### SELECTED PASSAGE
○ ○ ○ ○

United Nations, New York
Peace is an altogether more toilsome business than war, at least for anyone who does not himself need to fight in a war. War does, to be sure, have its uses for nuisance disposal; Iraq’s President Saddam Hussein and Argentina’s General Leopoldo Galtieri, being losers, are expelled from occupancy of Secretary General Javier Perez de Cuellar’s nightmares. He has quite enough reason to lie awake about the winners.
Both the Ayatollah and Mrs. Thatcher have acquired the honor belonging to those who have repelled aggression, which in the Ayatollah’s case is likely to provide the inspiration for an aggressive essay at extirpating variant thirteenth-century foreign heresies recollected only by himself.
Thatcher’s grudges are much less long-standing, but they are nonetheless lively. Ground she did not very much want was most unceremoniously taken away from her; now she has taken it back at great risk and painful price, and it is understandable that she will be stubborn about keeping it if only as a glistening exhibit for the proposition that Great Britain is neither as rackety nor as exhausted as even Englishmen had come to think.

○ ○ ○ ○

### SHORT PROBLEM A
Gather every line of the records that contains the word "building".
The passage and the records are unrelated to each other.

### DATASET CONTENT
○ ○ ○ ○

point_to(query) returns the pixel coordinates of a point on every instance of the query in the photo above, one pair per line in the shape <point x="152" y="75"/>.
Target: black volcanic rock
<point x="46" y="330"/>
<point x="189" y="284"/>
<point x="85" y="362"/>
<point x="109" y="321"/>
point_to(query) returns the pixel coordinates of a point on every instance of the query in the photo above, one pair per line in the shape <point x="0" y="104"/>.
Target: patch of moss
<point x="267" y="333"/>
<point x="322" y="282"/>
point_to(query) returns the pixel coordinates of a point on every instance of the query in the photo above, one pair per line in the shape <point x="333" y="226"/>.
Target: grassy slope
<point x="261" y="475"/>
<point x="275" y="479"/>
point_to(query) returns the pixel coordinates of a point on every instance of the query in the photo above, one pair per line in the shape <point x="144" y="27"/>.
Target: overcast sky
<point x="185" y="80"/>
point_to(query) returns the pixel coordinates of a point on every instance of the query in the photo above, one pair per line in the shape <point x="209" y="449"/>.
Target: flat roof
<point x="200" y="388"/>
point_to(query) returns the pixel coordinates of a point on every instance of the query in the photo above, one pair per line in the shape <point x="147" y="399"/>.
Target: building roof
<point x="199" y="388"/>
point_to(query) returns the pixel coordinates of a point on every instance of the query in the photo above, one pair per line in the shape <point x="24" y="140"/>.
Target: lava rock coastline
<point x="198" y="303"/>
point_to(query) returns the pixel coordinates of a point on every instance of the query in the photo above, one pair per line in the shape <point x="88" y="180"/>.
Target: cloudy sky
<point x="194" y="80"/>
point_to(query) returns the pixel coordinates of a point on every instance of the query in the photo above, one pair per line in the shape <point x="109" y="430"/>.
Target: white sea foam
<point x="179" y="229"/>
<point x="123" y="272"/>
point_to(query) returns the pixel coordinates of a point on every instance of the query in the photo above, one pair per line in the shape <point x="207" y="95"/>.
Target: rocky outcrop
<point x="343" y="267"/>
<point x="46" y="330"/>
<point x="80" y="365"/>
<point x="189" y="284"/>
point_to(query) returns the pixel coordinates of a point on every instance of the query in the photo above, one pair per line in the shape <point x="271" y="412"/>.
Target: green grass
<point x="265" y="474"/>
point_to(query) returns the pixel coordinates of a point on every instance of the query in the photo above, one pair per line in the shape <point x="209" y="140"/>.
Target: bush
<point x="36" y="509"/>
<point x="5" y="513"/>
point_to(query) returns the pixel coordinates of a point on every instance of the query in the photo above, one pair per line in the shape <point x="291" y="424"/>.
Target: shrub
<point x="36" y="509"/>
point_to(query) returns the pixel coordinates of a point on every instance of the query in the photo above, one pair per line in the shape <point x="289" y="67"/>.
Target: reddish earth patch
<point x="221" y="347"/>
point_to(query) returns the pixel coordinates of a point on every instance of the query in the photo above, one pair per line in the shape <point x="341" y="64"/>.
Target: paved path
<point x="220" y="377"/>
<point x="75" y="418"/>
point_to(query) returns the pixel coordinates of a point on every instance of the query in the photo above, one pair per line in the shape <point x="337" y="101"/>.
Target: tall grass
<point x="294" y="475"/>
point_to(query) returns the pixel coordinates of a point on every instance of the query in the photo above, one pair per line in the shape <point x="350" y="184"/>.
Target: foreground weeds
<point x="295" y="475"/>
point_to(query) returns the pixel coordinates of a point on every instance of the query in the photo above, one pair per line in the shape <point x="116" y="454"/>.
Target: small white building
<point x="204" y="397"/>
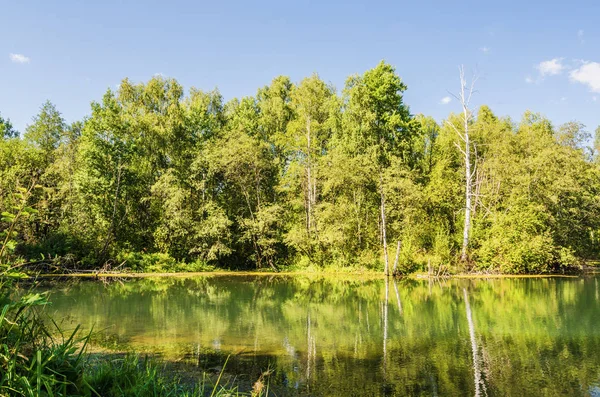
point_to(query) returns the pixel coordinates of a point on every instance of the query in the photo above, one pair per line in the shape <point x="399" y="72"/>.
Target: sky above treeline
<point x="538" y="55"/>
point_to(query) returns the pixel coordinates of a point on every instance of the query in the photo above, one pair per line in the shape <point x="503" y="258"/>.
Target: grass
<point x="38" y="359"/>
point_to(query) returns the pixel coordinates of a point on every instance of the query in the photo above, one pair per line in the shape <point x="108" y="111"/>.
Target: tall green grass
<point x="38" y="359"/>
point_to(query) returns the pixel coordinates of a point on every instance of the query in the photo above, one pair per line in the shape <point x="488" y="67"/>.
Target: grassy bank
<point x="38" y="359"/>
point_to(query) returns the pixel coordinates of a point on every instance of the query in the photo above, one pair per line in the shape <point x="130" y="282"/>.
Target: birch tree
<point x="464" y="146"/>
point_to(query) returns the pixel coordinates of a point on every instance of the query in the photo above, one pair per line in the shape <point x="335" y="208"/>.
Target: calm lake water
<point x="356" y="337"/>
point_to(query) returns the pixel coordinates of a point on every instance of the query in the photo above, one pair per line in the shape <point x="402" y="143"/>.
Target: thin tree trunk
<point x="395" y="268"/>
<point x="398" y="301"/>
<point x="468" y="188"/>
<point x="385" y="325"/>
<point x="111" y="231"/>
<point x="308" y="178"/>
<point x="383" y="230"/>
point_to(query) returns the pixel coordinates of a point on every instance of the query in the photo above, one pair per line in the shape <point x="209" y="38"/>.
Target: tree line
<point x="298" y="175"/>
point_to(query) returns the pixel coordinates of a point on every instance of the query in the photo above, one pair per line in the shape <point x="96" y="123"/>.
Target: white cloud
<point x="551" y="67"/>
<point x="588" y="74"/>
<point x="19" y="58"/>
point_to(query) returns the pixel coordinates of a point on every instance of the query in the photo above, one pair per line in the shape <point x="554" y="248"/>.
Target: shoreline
<point x="344" y="274"/>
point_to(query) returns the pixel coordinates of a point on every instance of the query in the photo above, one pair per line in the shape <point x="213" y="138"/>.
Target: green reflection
<point x="328" y="337"/>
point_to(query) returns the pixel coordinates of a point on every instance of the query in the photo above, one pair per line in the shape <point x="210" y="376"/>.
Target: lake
<point x="347" y="336"/>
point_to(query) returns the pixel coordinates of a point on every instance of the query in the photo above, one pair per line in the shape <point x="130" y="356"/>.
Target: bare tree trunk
<point x="309" y="190"/>
<point x="468" y="194"/>
<point x="383" y="230"/>
<point x="395" y="268"/>
<point x="465" y="98"/>
<point x="398" y="301"/>
<point x="385" y="324"/>
<point x="111" y="231"/>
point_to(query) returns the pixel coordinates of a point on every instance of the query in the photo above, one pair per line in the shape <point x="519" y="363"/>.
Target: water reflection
<point x="332" y="337"/>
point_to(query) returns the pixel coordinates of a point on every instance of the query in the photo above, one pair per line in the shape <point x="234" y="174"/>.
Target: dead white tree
<point x="464" y="97"/>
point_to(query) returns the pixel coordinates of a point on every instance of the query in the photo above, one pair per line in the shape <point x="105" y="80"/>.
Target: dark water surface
<point x="355" y="337"/>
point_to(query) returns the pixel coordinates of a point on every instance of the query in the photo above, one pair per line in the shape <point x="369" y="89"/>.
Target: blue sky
<point x="537" y="55"/>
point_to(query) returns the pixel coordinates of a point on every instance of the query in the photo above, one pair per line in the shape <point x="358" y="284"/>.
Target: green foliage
<point x="33" y="360"/>
<point x="296" y="174"/>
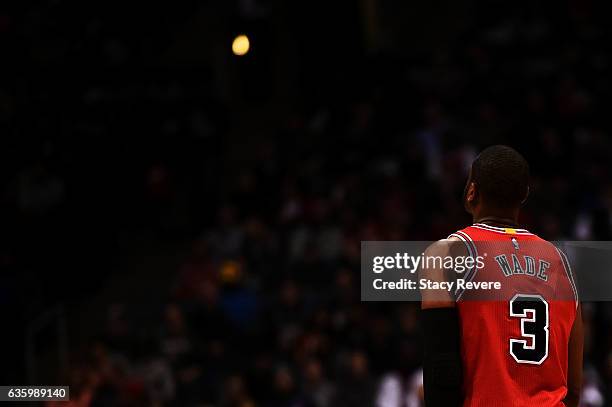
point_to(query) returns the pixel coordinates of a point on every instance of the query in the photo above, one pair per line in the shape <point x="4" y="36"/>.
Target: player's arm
<point x="574" y="378"/>
<point x="442" y="368"/>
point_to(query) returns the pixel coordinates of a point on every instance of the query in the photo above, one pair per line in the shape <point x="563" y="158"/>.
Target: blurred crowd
<point x="272" y="206"/>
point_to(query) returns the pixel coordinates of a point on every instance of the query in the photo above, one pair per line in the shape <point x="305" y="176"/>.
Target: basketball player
<point x="524" y="348"/>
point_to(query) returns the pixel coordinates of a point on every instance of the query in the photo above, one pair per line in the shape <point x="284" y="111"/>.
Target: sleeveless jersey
<point x="514" y="347"/>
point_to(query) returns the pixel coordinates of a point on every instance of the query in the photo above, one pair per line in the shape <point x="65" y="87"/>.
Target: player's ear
<point x="526" y="196"/>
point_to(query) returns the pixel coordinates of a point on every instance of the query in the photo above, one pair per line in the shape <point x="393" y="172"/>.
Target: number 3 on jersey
<point x="532" y="310"/>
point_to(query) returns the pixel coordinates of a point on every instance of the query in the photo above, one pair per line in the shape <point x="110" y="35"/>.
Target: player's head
<point x="498" y="181"/>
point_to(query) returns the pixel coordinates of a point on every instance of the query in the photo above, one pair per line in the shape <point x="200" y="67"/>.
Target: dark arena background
<point x="185" y="185"/>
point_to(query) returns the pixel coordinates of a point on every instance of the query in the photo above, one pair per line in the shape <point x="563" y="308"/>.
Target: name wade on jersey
<point x="513" y="266"/>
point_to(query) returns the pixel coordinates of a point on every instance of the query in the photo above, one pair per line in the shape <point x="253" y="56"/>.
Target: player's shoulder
<point x="481" y="231"/>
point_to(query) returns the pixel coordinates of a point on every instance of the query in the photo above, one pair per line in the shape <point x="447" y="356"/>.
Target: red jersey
<point x="515" y="348"/>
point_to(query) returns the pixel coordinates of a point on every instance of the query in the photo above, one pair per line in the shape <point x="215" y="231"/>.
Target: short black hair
<point x="502" y="176"/>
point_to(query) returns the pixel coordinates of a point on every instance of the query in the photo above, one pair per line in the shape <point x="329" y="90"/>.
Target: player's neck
<point x="505" y="218"/>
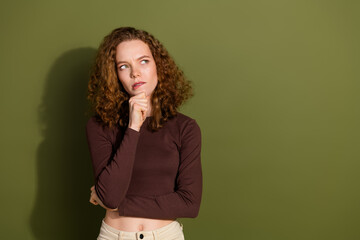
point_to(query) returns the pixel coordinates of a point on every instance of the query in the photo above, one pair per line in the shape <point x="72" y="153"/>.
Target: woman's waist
<point x="134" y="224"/>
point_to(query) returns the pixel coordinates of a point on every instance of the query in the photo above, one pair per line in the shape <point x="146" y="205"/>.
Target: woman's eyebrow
<point x="117" y="63"/>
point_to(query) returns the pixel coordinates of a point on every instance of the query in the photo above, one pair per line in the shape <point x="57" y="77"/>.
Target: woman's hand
<point x="94" y="199"/>
<point x="138" y="106"/>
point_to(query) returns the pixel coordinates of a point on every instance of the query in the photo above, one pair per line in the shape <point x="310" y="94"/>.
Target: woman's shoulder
<point x="185" y="122"/>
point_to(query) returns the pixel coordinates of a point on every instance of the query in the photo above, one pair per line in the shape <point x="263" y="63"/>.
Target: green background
<point x="276" y="97"/>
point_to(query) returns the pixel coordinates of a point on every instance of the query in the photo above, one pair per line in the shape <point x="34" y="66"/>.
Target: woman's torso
<point x="134" y="224"/>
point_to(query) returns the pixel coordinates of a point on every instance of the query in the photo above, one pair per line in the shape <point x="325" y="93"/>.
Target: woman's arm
<point x="185" y="201"/>
<point x="94" y="199"/>
<point x="112" y="174"/>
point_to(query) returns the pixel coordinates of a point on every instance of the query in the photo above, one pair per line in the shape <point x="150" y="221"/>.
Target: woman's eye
<point x="122" y="67"/>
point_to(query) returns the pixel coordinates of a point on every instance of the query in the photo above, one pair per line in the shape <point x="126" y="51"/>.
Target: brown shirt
<point x="148" y="174"/>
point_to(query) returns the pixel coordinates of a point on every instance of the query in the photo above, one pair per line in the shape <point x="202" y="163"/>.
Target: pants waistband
<point x="145" y="234"/>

○ ○ ○ ○

### SHORT PROBLEM B
Summarize the passage above on peace and war in two sentences.

### CORRECT OUTPUT A
Target: building roof
Target: small white building

### CORRECT OUTPUT B
Peace is harder work than war, and while the defeated Saddam Hussein and Leopoldo Galtieri no longer trouble Secretary General Javier Perez de Cuellar, the winners give him enough reason to lie awake. The Ayatollah and Mrs. Thatcher have both gained the honor of repelling aggression: the Ayatollah may draw from it the inspiration for an aggressive effort against old foreign heresies, and Thatcher, having retaken lost ground at great risk and painful price, is likely to be stubborn about keeping it.